= What is required =
Go through the items below and copy out every line that contains the word "brick".

-- start Records to use --

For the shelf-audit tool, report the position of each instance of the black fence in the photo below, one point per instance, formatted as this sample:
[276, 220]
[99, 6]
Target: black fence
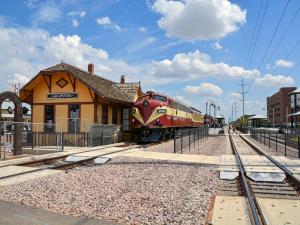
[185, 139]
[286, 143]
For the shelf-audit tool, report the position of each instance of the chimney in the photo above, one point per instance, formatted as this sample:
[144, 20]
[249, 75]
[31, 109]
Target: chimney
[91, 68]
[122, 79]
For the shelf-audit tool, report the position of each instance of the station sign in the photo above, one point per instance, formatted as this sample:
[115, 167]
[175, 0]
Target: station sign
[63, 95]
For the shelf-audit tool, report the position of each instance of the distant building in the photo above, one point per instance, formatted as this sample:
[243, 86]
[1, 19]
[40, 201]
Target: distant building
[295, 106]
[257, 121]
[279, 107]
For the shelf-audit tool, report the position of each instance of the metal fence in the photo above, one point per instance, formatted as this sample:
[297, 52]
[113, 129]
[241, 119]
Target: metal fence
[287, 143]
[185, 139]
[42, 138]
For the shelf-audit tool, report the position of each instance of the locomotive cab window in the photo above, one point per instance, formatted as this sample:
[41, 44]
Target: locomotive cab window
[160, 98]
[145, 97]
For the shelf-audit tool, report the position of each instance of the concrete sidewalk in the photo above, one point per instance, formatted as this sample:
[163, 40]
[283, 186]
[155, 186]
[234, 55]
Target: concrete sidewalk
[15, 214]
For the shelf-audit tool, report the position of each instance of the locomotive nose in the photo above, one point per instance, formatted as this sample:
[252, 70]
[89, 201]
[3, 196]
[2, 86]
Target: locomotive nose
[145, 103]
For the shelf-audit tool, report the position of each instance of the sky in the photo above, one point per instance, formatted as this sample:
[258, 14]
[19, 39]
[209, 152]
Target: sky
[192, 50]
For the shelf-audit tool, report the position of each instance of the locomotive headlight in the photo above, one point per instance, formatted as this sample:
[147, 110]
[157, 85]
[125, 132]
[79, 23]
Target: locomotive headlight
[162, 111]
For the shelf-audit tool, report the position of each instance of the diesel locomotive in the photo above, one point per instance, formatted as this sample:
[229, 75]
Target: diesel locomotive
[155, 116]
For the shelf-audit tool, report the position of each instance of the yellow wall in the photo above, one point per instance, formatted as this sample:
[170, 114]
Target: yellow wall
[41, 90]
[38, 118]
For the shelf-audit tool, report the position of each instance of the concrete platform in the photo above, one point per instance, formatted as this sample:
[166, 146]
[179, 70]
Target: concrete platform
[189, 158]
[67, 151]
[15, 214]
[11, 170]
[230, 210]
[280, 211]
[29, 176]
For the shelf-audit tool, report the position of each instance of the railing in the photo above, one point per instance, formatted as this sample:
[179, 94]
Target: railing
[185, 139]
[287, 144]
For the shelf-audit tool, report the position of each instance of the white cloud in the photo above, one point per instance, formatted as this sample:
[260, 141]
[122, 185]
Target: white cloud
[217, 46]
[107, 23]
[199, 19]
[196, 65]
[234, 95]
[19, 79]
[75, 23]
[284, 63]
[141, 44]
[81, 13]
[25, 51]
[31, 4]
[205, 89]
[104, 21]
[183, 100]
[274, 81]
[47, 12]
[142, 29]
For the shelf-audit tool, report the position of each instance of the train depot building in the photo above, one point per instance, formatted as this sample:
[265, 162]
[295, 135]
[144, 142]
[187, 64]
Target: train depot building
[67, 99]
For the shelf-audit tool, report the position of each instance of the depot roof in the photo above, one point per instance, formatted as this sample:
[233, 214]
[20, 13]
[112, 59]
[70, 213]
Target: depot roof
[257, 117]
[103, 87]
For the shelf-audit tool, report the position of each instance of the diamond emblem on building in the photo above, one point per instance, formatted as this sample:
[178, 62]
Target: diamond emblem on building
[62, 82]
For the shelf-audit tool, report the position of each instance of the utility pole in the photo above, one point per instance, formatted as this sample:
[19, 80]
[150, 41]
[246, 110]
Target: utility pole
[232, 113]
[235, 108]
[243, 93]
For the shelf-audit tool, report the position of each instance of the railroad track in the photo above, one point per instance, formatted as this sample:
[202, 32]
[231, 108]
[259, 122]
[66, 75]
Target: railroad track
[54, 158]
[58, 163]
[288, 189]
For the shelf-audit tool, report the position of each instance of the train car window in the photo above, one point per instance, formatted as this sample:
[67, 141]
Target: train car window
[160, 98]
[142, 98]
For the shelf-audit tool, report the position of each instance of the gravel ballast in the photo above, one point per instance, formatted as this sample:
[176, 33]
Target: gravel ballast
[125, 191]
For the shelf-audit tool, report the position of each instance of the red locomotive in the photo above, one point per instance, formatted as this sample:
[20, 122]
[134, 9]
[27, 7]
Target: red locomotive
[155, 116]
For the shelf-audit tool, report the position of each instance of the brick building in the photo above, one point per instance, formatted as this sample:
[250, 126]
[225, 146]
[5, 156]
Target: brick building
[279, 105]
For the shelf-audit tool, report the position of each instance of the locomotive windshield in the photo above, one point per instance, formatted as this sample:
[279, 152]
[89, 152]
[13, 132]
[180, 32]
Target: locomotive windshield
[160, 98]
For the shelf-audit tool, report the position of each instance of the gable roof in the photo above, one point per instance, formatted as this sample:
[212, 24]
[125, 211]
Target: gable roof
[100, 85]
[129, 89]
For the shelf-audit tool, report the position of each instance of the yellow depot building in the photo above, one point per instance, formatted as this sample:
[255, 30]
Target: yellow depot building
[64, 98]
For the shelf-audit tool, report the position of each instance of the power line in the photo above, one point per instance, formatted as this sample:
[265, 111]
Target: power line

-- end Records to use --
-- start Records to use --

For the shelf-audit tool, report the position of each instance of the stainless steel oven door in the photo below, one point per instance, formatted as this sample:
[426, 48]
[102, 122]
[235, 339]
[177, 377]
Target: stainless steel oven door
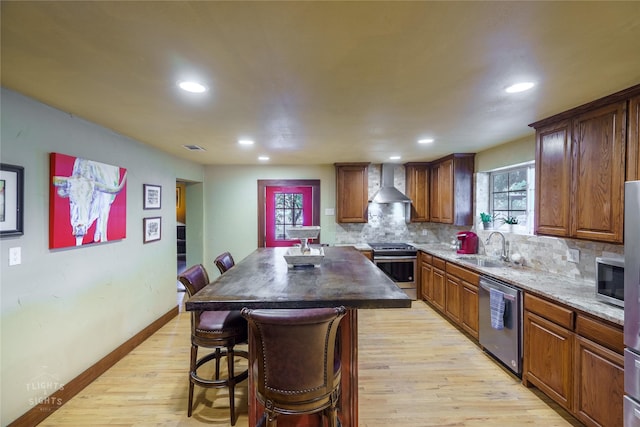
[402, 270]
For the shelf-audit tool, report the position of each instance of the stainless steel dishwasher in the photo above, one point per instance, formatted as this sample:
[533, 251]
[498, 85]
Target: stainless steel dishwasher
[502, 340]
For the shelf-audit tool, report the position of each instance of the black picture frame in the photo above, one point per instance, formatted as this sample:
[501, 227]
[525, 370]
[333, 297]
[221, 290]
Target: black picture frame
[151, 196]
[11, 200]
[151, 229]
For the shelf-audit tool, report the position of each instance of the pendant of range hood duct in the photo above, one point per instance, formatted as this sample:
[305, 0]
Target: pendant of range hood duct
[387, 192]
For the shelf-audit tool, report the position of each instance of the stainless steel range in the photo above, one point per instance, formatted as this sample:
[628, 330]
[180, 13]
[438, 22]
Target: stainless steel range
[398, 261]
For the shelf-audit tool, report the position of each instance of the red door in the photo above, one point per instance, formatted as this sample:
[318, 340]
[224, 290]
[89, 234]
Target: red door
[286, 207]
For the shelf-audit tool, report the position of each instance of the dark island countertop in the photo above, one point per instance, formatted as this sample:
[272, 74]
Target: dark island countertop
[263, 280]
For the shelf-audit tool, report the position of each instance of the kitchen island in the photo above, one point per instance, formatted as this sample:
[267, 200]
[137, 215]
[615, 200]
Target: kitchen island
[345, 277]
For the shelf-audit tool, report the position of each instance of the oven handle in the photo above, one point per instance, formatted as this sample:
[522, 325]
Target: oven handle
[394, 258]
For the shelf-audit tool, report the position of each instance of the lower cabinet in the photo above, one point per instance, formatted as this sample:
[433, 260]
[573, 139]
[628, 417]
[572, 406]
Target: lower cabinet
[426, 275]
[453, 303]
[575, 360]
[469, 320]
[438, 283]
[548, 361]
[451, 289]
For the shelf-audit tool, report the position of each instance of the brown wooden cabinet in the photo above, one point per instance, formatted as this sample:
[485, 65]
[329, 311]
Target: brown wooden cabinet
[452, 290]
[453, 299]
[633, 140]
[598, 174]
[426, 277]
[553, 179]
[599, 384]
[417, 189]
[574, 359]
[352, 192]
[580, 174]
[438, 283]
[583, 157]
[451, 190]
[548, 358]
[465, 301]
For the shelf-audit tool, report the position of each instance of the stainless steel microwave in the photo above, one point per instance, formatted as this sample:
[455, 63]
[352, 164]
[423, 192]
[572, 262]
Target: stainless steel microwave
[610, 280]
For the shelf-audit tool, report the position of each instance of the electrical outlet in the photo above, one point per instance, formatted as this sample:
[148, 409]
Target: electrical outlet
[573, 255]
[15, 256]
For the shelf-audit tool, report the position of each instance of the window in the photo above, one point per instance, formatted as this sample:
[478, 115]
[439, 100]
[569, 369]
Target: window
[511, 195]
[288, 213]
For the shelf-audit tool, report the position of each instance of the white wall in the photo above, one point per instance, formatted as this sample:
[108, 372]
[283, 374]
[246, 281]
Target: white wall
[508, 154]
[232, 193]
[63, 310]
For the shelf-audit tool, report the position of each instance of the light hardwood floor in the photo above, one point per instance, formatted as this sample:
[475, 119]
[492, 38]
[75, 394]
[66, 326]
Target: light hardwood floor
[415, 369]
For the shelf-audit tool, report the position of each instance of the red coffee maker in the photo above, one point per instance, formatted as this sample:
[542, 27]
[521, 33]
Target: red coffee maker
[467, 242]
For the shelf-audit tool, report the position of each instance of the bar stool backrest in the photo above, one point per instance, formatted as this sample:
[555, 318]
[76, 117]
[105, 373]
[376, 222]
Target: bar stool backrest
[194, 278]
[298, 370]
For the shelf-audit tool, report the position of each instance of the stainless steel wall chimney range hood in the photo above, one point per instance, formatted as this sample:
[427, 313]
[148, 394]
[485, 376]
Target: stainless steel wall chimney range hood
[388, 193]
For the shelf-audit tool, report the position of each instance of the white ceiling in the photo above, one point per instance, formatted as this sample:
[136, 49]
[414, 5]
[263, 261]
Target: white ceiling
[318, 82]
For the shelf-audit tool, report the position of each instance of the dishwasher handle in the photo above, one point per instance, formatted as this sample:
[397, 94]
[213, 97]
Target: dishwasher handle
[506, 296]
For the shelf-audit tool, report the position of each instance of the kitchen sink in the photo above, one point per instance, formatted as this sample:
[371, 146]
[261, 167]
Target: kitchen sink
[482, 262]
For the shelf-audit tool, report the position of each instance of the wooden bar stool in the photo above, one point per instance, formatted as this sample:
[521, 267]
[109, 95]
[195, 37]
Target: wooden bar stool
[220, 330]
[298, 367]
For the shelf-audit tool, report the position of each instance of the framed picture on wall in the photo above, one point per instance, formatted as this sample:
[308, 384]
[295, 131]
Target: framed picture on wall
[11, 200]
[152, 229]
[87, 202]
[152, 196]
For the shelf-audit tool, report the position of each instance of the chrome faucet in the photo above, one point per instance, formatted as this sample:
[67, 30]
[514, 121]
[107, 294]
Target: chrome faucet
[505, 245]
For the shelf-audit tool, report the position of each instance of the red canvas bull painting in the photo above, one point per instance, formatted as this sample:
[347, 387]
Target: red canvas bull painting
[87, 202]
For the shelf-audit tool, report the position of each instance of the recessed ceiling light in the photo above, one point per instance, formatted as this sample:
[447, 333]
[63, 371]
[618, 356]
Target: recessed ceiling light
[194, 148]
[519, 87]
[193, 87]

-- end Records to use --

= Output below =
For the shelf-audit tool, report the position of each instance of the brick building in the photo above, one point per instance, formatted as this sample:
Target: brick building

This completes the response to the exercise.